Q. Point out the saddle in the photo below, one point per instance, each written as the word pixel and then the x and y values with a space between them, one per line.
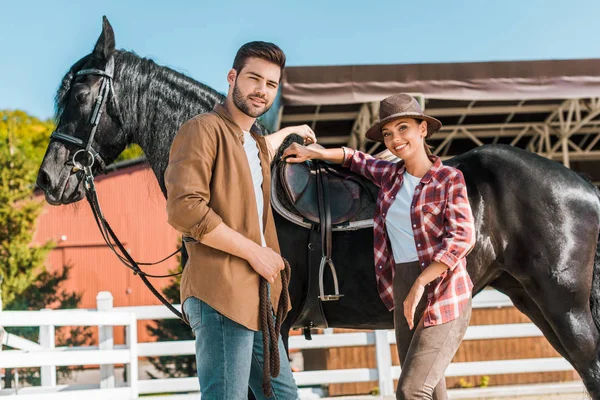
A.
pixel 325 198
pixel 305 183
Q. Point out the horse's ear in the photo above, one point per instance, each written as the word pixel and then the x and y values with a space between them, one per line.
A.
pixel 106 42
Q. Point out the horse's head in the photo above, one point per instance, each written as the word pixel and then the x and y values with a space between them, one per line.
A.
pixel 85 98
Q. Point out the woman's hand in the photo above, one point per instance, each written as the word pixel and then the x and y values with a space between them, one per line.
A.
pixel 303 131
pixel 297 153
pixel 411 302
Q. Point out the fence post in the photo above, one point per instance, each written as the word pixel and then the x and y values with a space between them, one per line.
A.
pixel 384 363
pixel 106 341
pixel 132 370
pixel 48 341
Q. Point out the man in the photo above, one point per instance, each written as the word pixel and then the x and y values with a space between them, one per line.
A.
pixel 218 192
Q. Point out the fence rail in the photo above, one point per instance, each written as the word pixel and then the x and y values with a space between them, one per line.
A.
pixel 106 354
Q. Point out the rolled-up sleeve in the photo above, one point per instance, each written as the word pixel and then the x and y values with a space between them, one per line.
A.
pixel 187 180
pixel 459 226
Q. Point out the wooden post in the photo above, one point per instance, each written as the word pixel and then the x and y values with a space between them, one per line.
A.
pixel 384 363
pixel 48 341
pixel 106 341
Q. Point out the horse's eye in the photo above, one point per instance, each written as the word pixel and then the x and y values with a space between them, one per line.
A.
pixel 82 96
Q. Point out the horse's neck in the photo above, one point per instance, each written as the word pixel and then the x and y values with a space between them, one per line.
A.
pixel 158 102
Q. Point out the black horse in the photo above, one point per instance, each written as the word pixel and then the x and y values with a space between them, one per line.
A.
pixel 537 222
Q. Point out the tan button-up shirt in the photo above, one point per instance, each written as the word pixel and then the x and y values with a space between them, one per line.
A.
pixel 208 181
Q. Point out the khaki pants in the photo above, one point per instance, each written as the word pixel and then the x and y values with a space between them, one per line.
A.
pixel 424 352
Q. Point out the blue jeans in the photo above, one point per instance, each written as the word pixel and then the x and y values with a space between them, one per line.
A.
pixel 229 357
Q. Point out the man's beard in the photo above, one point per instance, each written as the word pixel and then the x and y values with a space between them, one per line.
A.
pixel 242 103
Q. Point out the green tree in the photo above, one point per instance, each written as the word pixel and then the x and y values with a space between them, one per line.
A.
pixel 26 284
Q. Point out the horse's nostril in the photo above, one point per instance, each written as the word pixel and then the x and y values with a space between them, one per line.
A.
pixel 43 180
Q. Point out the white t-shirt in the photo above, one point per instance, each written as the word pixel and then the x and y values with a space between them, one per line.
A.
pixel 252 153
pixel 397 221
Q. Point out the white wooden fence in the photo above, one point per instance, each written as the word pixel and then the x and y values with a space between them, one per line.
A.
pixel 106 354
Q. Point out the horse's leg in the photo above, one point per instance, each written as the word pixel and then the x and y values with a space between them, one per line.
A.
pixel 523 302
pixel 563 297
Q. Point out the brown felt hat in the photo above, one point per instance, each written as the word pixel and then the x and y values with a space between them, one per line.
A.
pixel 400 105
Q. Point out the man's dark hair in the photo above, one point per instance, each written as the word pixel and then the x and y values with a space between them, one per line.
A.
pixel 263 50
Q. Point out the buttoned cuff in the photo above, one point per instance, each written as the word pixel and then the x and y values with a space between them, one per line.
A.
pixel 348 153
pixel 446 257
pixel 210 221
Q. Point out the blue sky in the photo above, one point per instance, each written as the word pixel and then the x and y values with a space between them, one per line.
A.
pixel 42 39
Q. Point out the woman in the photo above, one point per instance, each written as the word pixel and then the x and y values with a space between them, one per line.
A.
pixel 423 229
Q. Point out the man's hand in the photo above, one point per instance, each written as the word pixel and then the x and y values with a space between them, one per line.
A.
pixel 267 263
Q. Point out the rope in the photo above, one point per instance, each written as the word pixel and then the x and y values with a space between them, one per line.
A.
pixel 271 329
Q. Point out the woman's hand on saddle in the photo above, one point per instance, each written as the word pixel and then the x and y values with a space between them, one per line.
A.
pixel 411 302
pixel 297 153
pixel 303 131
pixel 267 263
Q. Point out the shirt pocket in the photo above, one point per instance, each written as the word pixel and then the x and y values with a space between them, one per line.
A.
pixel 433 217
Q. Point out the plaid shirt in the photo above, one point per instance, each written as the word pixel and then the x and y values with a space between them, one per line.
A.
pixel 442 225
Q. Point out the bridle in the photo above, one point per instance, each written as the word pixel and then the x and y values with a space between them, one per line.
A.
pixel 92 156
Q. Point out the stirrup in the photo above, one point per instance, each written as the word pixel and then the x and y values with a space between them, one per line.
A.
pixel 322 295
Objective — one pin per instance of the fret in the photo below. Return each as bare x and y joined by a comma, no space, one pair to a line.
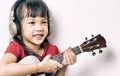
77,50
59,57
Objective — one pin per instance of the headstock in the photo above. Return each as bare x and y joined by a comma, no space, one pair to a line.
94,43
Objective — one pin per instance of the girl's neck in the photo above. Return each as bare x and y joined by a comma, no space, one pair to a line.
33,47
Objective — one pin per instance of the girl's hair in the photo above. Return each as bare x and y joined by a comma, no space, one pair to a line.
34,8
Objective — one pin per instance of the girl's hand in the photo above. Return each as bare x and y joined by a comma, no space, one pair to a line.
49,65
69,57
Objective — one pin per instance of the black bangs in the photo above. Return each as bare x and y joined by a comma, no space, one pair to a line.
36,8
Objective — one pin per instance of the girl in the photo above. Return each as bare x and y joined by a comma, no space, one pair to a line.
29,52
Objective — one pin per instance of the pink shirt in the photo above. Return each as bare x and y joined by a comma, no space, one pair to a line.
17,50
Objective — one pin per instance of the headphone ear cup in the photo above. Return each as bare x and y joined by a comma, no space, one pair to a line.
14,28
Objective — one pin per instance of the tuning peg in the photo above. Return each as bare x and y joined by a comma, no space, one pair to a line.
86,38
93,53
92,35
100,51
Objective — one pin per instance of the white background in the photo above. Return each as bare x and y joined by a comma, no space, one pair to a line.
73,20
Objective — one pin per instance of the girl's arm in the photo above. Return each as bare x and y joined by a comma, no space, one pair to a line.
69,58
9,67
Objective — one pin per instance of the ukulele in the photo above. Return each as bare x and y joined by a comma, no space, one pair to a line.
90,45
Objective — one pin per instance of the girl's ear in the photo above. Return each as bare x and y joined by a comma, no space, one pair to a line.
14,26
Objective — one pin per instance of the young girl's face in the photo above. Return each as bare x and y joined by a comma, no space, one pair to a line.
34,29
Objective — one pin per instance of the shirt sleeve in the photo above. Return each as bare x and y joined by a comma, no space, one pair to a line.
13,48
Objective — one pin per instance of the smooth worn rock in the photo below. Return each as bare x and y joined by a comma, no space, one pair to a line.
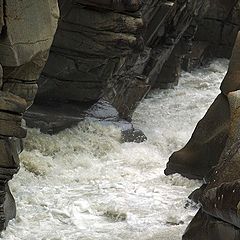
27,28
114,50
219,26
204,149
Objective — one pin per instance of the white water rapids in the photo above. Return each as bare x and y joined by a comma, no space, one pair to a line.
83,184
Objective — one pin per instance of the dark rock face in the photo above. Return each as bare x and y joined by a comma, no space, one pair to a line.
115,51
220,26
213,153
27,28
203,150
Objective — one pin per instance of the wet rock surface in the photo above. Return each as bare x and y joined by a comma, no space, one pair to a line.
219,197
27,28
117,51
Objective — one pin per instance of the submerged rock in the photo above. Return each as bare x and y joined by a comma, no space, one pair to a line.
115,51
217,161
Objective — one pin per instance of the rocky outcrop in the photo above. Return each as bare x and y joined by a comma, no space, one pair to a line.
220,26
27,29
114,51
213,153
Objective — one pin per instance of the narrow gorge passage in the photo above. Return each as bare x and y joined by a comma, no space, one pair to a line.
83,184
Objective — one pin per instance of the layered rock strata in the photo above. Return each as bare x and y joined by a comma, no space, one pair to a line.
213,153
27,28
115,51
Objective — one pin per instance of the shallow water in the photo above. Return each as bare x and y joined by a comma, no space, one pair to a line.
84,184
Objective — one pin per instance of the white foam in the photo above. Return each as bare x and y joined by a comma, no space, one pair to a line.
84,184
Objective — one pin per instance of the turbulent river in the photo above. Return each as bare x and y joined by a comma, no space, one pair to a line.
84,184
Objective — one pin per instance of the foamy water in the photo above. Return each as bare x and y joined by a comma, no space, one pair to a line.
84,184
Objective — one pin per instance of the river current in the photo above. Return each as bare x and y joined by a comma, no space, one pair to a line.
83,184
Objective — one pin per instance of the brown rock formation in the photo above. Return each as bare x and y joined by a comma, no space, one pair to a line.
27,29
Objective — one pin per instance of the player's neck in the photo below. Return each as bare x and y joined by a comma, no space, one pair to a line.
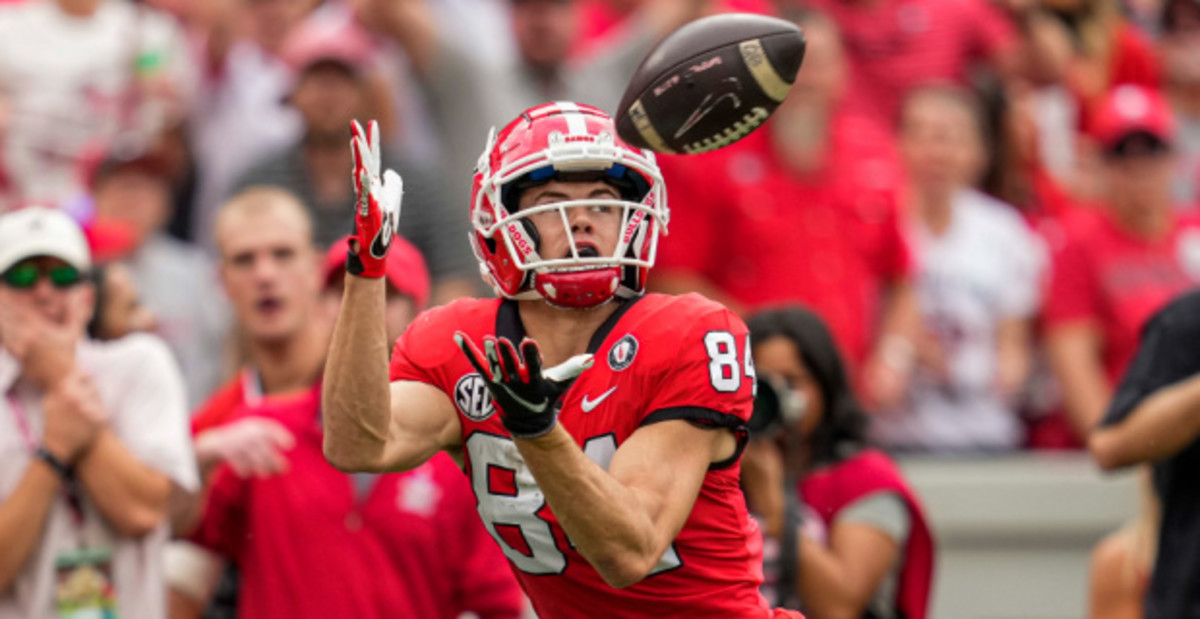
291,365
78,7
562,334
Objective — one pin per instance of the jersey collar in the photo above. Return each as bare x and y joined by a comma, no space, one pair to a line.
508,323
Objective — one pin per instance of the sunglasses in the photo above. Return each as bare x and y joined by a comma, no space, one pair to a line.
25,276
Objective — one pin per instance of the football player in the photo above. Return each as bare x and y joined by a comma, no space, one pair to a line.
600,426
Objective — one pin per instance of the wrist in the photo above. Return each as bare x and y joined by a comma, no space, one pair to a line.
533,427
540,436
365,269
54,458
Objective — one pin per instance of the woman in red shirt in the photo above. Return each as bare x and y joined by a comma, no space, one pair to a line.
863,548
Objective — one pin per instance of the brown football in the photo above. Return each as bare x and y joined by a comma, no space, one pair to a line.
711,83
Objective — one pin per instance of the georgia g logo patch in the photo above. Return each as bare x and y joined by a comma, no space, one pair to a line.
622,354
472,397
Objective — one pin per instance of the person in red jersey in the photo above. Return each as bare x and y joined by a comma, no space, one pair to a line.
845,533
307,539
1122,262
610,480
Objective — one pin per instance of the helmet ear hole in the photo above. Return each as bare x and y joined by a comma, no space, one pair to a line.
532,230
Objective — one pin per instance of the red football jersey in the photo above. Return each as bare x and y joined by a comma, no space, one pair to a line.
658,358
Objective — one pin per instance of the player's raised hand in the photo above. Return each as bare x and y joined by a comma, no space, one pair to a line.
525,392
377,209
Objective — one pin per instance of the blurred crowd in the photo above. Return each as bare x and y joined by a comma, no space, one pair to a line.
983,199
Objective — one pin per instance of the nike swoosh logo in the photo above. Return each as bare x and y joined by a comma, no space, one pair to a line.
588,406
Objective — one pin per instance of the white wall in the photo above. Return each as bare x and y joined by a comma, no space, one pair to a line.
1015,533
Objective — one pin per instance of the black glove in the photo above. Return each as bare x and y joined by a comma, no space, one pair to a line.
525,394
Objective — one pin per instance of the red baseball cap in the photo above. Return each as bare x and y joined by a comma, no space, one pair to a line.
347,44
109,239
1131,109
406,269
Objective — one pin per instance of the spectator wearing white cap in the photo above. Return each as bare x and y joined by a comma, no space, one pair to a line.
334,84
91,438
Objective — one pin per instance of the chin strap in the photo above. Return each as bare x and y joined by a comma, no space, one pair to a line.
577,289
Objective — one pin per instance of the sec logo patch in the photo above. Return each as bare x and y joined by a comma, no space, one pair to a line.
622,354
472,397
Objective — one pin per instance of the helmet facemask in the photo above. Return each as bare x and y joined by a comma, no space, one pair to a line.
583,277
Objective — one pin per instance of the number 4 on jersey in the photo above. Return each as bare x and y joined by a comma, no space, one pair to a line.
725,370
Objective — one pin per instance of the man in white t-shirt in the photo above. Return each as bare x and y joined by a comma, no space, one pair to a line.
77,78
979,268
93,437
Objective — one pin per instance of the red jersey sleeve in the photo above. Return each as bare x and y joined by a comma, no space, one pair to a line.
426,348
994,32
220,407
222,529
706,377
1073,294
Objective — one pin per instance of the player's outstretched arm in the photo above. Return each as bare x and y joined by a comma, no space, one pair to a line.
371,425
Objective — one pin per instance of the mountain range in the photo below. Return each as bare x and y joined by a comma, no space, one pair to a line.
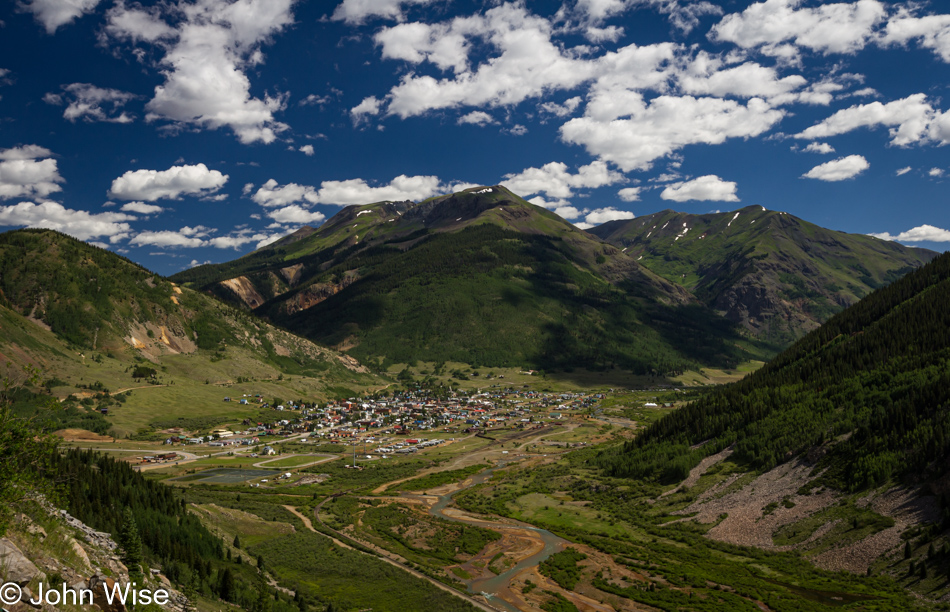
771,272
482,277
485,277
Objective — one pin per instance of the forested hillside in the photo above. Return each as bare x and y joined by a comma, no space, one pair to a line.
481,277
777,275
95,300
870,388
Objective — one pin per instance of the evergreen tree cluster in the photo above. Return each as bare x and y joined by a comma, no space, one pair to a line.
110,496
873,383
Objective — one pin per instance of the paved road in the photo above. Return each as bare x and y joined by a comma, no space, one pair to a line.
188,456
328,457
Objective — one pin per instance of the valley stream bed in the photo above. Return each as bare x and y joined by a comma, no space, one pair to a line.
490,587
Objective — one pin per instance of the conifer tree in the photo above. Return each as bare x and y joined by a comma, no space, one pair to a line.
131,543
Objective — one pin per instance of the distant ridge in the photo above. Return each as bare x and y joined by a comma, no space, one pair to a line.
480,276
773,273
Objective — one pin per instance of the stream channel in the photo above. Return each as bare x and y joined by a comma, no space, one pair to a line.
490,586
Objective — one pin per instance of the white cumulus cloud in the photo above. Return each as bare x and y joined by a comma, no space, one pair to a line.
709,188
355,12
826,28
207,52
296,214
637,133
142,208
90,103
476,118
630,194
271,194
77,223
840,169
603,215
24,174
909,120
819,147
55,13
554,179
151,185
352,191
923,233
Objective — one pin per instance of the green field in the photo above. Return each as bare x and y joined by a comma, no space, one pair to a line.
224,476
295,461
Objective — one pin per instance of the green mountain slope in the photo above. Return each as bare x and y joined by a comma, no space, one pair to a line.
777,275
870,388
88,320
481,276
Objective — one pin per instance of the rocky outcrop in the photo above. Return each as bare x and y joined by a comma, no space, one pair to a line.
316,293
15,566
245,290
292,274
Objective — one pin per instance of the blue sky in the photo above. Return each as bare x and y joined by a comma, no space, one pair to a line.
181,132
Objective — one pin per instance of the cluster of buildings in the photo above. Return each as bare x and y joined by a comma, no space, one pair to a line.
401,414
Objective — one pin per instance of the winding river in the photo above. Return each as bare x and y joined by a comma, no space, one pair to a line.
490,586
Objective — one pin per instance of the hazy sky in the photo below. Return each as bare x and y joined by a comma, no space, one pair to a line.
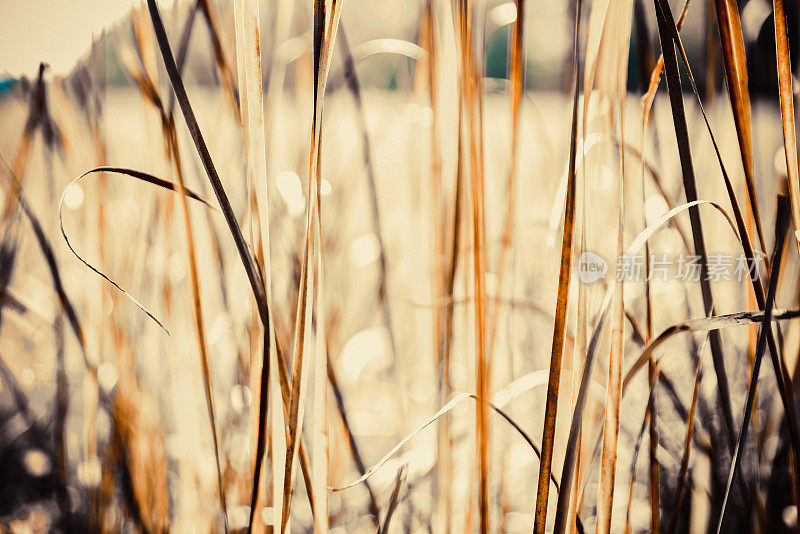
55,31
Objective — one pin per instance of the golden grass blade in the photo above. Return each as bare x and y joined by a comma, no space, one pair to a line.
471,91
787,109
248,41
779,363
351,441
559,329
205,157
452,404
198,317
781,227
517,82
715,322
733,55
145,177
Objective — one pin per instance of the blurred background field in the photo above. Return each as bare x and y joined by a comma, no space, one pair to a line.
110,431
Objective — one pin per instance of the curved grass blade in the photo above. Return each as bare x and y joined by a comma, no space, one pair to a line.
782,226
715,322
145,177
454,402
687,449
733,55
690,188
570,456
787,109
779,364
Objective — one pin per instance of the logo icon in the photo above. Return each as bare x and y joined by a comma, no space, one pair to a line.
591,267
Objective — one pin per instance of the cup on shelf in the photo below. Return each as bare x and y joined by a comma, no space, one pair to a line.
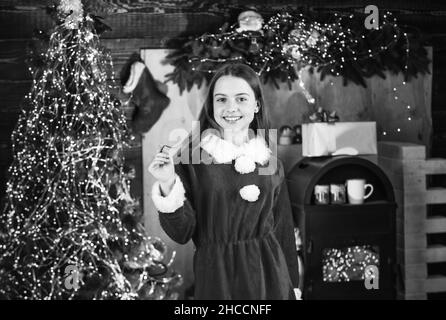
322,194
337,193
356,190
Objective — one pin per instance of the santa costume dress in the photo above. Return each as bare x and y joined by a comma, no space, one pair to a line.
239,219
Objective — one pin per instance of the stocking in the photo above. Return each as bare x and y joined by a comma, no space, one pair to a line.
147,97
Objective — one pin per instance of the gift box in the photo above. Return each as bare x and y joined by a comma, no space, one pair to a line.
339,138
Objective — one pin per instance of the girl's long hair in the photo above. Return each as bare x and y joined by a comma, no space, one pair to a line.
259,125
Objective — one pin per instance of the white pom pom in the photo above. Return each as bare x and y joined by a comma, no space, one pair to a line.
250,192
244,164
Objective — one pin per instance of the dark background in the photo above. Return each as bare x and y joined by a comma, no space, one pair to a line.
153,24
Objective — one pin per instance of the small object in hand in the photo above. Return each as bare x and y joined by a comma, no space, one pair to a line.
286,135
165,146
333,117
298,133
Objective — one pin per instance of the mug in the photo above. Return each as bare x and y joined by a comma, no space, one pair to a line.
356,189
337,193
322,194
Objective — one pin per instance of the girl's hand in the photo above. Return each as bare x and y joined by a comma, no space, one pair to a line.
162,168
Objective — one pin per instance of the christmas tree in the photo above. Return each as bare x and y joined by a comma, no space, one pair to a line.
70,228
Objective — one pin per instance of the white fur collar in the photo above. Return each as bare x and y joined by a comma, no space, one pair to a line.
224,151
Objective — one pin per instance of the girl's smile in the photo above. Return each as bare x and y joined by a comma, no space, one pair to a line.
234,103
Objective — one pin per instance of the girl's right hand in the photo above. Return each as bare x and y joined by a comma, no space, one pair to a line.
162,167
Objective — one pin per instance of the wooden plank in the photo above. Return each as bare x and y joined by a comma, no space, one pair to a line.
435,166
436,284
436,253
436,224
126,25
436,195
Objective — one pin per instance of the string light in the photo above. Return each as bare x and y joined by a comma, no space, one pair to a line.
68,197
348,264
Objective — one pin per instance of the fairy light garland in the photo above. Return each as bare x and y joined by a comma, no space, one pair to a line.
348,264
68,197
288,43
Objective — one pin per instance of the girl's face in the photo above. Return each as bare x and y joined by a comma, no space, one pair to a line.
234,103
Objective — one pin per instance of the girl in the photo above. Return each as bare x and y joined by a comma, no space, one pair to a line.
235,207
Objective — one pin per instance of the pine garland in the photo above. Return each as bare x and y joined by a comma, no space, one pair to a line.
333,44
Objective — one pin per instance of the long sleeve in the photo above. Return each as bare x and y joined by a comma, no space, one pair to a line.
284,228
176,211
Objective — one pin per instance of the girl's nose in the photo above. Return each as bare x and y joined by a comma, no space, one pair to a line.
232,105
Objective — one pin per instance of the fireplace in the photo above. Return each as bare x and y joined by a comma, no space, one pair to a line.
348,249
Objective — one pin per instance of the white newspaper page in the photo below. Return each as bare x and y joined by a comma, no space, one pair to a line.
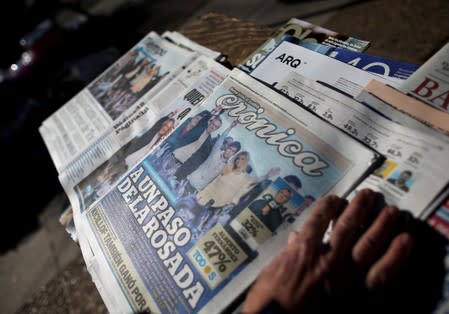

_ _ _ _ _

Only the lines that contain the word "fence" should be copied from the material.

Q. Point out the fence post in the photo above, one point per instance, each written as the word pixel and then the x and y values with a space between them, one per line.
Q. Point out the fence rail in the photo above, one point per instance, each written as the word pixel and then the x and y values with a space between them, one per line.
Q. Point out the white wooden fence in the photo above, one point per instance, each written as the word pixel and then the x and y values with a space between them, one per line.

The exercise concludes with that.